» WHAT YOU WILL DO
Please print the records below without any change, beginning at the line that contains "In the picture above, where can the red" and stopping at the end of the records.

» GIVEN RECORDS
========

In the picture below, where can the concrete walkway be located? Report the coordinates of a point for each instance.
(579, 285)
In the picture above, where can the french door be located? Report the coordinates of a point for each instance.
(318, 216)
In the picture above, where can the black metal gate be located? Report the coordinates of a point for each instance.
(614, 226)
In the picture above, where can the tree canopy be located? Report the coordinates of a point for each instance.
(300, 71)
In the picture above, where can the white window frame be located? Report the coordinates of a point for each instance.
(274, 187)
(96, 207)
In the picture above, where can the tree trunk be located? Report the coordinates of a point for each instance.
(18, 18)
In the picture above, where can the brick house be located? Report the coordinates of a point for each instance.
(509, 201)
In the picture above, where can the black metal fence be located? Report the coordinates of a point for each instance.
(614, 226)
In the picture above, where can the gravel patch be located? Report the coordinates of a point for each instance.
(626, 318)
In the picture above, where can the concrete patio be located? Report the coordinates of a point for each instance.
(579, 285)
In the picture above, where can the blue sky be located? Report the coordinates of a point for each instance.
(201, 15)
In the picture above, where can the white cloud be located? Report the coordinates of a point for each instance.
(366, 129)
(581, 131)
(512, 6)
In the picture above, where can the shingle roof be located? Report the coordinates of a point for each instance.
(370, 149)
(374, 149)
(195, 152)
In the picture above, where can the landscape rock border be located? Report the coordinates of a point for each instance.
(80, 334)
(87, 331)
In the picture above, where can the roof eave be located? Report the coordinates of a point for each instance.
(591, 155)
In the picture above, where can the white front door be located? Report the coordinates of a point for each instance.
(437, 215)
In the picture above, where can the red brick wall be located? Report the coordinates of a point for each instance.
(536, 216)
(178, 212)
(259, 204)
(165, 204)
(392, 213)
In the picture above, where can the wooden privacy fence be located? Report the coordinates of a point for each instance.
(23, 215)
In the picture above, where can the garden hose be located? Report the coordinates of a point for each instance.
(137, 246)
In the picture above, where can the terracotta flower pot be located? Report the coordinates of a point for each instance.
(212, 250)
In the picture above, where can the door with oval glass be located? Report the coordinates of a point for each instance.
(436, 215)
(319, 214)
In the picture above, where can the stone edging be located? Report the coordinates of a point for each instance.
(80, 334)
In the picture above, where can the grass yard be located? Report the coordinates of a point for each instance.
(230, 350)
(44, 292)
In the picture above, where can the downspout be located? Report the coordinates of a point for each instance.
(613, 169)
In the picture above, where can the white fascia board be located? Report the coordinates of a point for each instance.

========

» TASK ANSWER
In the picture above, where can the red brick wall be located? Report the coordinates of a point for each instance.
(536, 216)
(178, 212)
(259, 204)
(165, 204)
(392, 213)
In the picture above, where can the wooden privacy fence be located? Report the coordinates of a point for each instance.
(23, 215)
In the picture above, where can the garden hose be located? Report the coordinates of a point for each instance.
(137, 246)
In the picture above, where can the terracotta flower pot be located? Report the coordinates of a point for each instance.
(212, 250)
In the picture above, where can the door with oval glass be located? Report the coordinates of a point for each instance.
(436, 215)
(319, 214)
In the picture above, where can the stone edging be located? Report the coordinates of a point for each instance.
(80, 334)
In the picture above, where can the grass yard be located? Report the coordinates of a point for each instance.
(230, 350)
(44, 292)
In the picture above, where can the downspout be located? Report the coordinates of a point for each instance.
(613, 169)
In the picture above, where can the white fascia board be located? Report the coordinates of a point for each instance.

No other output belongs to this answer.